◆ **DO THIS**
Please find each line in the records below that contains the word "pickup" and copy those lines out. Case counts: only exact case matches qualify.

◆ **DATASET CONTENT**

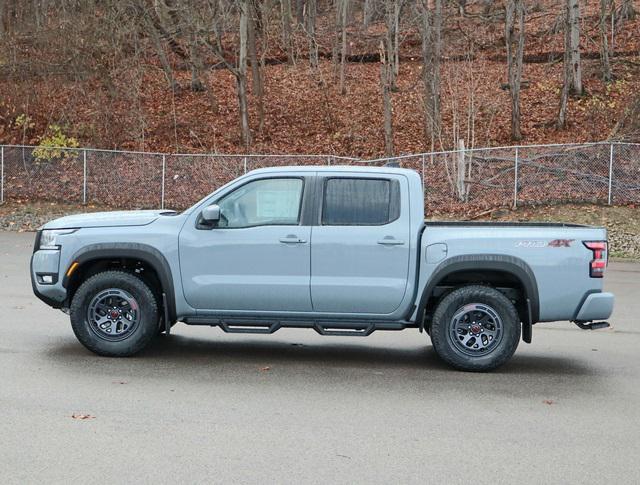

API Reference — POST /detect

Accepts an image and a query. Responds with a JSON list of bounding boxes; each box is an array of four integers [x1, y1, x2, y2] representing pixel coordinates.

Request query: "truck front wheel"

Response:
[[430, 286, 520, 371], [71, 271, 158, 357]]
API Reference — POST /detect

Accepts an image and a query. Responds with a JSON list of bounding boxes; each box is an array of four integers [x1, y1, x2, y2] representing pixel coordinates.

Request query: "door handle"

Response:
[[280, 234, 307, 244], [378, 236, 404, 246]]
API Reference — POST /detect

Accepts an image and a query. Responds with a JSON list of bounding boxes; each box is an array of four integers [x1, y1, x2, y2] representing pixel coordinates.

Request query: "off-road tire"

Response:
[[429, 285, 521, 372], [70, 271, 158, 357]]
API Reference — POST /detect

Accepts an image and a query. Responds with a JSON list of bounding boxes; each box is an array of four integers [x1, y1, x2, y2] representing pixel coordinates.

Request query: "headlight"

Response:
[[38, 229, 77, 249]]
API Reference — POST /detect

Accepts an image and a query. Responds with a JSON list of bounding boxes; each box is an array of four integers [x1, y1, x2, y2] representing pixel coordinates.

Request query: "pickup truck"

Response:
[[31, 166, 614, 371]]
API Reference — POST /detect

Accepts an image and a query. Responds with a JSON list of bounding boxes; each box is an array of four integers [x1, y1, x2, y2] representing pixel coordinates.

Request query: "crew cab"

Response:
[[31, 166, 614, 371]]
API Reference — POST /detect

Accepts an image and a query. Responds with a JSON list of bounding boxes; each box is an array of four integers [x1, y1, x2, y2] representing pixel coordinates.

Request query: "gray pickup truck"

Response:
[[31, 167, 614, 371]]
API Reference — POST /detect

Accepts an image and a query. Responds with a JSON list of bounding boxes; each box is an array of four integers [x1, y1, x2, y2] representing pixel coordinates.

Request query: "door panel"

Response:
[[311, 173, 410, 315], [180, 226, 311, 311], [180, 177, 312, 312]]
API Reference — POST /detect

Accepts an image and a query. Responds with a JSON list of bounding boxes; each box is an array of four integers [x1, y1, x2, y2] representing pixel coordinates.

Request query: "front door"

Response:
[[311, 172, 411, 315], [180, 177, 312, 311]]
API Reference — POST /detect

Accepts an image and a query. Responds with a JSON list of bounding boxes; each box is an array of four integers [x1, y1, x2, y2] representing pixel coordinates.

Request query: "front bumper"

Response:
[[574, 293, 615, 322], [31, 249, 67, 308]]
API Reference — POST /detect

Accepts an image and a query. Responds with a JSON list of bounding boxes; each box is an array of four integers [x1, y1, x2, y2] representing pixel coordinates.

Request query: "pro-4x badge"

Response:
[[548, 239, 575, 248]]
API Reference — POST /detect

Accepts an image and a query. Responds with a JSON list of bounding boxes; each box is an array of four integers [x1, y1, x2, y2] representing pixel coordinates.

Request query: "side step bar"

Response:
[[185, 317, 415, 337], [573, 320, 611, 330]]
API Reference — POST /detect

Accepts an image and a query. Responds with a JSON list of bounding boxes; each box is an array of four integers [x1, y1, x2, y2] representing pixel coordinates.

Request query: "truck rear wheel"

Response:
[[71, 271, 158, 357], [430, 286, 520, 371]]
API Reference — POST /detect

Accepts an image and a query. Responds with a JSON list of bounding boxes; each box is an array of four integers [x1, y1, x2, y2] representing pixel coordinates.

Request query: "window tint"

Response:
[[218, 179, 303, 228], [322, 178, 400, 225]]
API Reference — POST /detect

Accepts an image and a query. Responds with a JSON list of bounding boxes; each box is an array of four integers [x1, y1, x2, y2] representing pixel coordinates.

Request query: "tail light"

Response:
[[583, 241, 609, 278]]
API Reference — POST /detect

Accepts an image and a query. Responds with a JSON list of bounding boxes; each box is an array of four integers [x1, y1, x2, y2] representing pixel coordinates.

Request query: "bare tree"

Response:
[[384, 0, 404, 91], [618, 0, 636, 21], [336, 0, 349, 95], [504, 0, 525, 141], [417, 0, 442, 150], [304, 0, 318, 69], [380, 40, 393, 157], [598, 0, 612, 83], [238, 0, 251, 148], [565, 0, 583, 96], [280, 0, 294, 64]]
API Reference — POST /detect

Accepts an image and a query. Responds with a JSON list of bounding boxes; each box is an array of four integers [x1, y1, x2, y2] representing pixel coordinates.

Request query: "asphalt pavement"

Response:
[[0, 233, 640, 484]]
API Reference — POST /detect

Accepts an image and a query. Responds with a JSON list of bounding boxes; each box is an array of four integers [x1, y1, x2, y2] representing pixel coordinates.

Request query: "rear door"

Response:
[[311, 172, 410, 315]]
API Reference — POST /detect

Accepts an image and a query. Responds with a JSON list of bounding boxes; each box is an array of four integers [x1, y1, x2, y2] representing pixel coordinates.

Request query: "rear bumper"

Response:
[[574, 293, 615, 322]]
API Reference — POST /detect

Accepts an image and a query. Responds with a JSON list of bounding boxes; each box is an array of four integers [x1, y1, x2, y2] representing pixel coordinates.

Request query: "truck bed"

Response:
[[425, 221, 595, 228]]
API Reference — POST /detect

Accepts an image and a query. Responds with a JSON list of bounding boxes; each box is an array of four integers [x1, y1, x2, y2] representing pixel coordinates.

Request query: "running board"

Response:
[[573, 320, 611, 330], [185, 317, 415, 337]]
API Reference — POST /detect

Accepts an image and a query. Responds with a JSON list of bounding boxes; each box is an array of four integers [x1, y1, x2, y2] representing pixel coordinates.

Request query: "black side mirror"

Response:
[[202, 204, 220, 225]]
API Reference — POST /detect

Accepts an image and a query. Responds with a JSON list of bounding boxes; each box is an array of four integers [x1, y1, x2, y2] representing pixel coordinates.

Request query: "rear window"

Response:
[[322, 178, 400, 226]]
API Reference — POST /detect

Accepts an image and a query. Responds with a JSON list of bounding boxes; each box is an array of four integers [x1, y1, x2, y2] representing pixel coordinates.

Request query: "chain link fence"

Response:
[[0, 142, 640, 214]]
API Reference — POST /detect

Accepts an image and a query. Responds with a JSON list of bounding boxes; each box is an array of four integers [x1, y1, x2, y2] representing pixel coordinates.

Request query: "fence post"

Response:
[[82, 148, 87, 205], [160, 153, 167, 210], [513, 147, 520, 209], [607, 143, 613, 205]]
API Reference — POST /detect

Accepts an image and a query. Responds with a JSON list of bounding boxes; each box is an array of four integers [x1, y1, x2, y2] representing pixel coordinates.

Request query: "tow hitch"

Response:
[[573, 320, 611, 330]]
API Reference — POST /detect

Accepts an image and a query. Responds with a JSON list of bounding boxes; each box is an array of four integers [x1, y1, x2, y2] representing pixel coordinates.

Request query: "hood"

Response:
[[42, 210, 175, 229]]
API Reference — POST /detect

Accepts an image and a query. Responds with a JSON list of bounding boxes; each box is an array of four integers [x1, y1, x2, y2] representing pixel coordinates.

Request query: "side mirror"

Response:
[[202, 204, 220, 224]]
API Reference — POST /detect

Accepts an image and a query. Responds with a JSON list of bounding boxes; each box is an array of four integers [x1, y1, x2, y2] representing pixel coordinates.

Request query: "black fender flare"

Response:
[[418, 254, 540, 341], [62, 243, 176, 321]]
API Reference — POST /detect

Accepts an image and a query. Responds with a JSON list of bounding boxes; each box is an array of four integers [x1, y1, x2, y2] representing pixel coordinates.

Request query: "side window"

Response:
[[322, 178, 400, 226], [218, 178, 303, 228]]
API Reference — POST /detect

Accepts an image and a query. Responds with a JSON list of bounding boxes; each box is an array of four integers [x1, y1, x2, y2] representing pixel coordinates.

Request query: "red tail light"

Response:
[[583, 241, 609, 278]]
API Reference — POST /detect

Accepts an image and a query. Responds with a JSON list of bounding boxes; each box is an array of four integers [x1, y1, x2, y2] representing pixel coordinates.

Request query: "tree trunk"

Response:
* * *
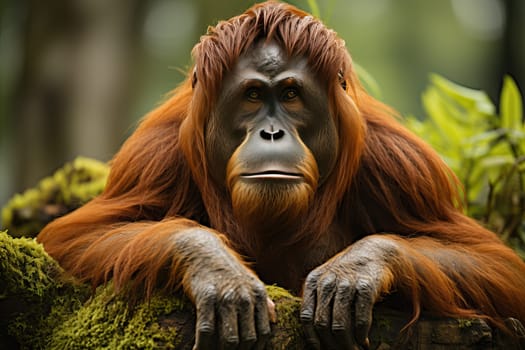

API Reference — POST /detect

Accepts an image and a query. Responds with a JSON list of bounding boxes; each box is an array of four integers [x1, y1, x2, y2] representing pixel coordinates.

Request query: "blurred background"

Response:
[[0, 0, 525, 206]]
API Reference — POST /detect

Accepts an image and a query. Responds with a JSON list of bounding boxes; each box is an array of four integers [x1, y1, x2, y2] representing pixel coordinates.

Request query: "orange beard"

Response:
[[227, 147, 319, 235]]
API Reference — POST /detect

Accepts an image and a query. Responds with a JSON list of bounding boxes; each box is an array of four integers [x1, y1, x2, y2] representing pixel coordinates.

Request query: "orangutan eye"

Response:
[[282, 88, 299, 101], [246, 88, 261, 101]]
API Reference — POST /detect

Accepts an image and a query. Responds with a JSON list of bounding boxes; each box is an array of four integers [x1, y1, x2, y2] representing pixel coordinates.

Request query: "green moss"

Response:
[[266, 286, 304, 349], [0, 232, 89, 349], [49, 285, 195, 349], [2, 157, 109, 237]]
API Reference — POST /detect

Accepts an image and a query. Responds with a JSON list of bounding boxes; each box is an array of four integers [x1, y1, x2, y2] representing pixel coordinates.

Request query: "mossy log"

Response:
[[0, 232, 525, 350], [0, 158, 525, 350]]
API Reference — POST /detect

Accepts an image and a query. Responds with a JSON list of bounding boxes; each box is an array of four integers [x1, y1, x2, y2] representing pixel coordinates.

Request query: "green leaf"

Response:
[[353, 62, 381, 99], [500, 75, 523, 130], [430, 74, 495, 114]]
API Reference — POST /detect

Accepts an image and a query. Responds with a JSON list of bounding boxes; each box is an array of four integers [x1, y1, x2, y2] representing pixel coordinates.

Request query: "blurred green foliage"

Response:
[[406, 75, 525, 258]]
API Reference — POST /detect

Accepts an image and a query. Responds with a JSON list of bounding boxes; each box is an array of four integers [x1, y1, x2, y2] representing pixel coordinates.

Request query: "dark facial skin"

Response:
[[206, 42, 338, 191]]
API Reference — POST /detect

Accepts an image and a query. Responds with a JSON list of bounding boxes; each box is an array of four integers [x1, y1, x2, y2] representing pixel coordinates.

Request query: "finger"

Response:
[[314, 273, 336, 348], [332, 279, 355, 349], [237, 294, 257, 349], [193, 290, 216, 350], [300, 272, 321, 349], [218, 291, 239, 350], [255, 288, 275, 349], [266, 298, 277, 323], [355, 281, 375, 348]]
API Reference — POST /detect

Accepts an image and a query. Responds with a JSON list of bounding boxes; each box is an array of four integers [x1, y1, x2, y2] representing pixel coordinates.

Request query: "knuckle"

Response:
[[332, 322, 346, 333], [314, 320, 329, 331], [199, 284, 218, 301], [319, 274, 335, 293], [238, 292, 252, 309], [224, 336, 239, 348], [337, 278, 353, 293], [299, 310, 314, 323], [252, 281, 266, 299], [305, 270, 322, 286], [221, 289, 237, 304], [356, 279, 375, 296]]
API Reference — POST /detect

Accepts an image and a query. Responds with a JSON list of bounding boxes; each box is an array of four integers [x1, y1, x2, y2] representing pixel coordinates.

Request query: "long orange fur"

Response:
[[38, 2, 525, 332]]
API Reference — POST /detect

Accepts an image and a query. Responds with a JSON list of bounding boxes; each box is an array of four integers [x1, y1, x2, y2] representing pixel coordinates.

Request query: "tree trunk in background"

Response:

◆ **REPLY**
Request query: "pickup truck"
Request query: "gray pickup truck"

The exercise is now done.